1979 Pot Black

Tournament information
- Dates: Recorded late Dec 1978 (broadcast 29 December 1978 – 6 April 1979)
- Venue: Pebble Mill Studios
- City: Birmingham
- Country: England
- Format: Non-ranking event
- Winner's share: £1000
- Highest break: Doug Mountjoy (82)

Final
- Champion: Ray Reardon
- Runner-up: Doug Mountjoy
- Score: 2–1

= 1979 Pot Black =

The 1979 Pot Black was a professional invitational snooker tournament, which was held in the Pebble Mill Studios in Birmingham. 8 players were competing in 2 four player groups. All matches were one-frame shoot-outs except the final which was played in the best of 3 frames on a one-hour programme.

Broadcasts were on BBC2 and started at 21:00 on Friday 29 December 1978 Alan Weeks presented the programme with Ted Lowe as commentator and Sydney Lee as referee.

This tournament had the TV debut of Steve Davis who played veteran namesake Fred Davis on the programme transmitted 19 January and won the frame 83-23 but failed to reach the semi-finals. The first Pot Black champion Ray Reardon regained the title 10 years after his first beating reigning champion Doug Mountjoy 2–1.

## [Task list]
A. In the text on the 1979 Pot Black, who served as commentator?
B. Return the stretch of the 1979 Pot Black text from "Tournament information" through "Doug Mountjoy (82)", copied word for word.

Records excerpted from a collection:

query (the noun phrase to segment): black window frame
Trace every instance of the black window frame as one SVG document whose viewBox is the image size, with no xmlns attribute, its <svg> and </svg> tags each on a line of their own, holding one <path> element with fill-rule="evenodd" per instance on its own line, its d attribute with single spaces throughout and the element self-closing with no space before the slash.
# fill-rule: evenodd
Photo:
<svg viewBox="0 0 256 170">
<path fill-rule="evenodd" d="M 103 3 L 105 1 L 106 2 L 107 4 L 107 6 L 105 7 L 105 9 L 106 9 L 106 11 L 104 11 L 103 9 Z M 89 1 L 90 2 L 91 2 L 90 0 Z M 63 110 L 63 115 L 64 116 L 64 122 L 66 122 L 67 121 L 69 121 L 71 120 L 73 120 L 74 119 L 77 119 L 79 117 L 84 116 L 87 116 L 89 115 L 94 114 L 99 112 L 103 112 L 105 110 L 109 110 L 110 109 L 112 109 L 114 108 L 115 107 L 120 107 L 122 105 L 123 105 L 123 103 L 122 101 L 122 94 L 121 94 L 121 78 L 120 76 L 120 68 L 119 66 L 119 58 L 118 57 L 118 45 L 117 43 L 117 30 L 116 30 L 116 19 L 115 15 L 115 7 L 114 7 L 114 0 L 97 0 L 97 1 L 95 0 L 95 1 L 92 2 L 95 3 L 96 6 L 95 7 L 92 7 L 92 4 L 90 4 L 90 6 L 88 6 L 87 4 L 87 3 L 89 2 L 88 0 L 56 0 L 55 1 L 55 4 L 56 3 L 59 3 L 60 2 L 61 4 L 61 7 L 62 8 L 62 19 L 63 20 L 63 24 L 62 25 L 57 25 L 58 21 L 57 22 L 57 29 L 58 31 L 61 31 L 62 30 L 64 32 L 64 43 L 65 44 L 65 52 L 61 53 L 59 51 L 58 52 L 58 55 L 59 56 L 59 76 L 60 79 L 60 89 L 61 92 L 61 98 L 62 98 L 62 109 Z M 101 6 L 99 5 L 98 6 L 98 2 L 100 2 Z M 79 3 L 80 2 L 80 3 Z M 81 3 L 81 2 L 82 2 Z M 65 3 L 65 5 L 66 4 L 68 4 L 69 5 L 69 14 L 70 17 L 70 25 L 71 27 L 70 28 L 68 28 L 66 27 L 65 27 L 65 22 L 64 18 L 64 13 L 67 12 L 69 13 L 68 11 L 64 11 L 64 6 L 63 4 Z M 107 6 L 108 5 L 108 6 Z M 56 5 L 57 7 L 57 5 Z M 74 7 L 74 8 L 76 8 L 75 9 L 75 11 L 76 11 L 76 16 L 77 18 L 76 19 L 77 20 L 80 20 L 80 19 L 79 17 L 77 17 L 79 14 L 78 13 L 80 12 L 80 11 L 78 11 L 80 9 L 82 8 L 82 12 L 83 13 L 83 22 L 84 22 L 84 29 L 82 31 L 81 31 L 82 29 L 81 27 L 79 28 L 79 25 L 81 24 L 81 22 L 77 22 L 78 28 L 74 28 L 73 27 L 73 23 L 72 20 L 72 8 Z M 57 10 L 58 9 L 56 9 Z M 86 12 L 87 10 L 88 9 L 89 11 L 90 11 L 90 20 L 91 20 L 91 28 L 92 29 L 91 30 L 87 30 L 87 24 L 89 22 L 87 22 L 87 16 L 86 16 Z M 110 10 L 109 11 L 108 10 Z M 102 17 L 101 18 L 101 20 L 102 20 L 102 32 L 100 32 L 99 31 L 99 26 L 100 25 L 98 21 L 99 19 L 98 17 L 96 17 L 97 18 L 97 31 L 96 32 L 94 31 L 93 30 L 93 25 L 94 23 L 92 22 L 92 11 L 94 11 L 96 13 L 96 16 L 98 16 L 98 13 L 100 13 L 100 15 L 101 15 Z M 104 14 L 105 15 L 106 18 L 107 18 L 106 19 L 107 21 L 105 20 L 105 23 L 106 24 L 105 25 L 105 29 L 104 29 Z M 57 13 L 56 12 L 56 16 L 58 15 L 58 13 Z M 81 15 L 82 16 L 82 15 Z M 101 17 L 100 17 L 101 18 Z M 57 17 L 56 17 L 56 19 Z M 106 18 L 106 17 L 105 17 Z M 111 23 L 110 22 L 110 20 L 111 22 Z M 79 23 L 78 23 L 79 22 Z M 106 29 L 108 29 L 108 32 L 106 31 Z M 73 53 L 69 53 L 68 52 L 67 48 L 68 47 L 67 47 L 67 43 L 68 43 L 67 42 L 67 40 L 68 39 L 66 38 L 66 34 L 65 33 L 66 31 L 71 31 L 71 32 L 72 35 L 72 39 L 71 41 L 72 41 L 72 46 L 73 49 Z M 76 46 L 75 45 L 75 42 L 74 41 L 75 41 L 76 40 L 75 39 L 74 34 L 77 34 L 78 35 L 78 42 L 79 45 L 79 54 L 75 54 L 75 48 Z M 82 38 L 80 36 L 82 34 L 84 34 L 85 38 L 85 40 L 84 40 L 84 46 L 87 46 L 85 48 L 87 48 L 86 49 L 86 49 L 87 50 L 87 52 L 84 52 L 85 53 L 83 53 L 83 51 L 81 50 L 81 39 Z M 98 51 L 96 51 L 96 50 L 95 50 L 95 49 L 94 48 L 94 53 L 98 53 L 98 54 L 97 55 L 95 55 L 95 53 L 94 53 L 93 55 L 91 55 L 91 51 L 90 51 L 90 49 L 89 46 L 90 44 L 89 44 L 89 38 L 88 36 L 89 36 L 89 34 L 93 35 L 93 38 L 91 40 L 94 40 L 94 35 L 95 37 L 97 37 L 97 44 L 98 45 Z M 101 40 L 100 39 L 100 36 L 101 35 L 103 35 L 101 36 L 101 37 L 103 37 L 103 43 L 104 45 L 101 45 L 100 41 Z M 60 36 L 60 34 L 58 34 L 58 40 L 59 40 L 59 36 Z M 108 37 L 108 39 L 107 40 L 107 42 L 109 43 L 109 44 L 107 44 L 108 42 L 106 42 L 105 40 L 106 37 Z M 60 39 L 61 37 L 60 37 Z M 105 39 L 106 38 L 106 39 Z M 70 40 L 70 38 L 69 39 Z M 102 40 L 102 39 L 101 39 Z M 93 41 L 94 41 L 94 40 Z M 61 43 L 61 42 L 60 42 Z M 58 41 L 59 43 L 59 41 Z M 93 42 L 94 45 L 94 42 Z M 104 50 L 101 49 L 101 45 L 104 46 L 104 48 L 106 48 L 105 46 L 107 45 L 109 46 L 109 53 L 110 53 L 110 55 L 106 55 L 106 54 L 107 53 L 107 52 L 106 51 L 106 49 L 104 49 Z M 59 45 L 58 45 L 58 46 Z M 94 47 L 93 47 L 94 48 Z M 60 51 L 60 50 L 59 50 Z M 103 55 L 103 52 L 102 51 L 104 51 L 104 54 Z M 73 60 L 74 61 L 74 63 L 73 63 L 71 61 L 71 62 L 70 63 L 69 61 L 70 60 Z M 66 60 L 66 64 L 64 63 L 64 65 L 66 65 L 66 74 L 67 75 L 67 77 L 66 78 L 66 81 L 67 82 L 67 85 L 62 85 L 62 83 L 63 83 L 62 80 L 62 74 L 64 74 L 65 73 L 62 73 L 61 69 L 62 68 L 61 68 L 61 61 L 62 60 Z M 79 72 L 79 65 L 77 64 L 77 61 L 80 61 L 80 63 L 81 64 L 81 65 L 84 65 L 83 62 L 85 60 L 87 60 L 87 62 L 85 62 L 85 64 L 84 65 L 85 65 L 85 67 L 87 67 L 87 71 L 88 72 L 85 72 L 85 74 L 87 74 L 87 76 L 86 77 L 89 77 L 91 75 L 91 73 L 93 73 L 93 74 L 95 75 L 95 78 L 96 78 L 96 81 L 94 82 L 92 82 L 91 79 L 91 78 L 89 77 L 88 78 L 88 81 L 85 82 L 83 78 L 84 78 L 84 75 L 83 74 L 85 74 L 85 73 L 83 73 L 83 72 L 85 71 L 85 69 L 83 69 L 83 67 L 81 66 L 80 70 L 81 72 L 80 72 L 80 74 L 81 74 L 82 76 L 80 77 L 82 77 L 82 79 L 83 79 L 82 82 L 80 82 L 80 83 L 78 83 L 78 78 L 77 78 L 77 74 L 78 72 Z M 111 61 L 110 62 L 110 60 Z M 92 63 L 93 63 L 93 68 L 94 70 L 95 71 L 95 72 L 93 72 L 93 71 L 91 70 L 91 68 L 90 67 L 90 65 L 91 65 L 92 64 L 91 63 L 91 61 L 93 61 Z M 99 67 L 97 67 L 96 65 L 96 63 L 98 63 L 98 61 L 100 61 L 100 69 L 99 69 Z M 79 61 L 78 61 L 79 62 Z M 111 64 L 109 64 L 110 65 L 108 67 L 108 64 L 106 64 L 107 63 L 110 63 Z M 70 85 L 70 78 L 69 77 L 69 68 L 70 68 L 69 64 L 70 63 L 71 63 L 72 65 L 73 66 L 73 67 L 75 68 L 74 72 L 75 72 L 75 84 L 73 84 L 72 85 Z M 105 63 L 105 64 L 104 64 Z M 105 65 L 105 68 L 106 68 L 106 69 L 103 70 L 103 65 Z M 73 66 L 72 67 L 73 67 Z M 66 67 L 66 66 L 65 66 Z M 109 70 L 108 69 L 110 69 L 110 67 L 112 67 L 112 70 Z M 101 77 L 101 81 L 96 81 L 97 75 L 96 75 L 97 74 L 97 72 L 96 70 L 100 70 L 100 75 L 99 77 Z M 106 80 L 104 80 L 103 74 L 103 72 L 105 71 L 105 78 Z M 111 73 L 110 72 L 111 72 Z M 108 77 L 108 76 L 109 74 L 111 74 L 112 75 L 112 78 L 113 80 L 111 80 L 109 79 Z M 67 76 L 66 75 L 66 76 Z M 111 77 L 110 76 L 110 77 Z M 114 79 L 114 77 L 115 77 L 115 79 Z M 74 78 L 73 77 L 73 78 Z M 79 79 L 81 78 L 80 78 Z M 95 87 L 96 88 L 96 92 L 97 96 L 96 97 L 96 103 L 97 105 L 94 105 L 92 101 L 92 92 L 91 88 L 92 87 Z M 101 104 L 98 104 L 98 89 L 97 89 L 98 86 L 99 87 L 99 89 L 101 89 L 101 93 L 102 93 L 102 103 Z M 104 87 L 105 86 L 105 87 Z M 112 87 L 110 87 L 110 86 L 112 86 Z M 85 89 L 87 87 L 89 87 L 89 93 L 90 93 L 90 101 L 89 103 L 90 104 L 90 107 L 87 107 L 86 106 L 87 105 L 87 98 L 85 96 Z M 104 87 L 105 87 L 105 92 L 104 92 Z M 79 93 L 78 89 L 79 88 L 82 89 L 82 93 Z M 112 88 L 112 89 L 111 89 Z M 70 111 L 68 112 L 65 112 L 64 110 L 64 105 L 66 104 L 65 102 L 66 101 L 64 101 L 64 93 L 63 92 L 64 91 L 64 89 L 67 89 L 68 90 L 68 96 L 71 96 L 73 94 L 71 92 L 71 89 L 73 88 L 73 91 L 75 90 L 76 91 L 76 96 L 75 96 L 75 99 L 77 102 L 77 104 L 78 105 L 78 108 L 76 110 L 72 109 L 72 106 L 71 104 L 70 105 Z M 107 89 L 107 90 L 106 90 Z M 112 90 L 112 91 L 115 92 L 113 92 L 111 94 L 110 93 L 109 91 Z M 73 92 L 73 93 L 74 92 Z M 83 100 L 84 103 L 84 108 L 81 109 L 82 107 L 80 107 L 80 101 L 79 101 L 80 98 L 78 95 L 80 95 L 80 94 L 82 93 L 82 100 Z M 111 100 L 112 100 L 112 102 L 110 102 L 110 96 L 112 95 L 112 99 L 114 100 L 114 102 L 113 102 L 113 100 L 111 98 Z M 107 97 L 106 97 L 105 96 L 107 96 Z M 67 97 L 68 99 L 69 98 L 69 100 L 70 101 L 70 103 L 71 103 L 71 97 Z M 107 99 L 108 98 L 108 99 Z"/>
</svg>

## [Solutions to each task]
A. Ted Lowe

B.
Tournament information
- Dates: Recorded late Dec 1978 (broadcast 29 December 1978 – 6 April 1979)
- Venue: Pebble Mill Studios
- City: Birmingham
- Country: England
- Format: Non-ranking event
- Winner's share: £1000
- Highest break: Doug Mountjoy (82)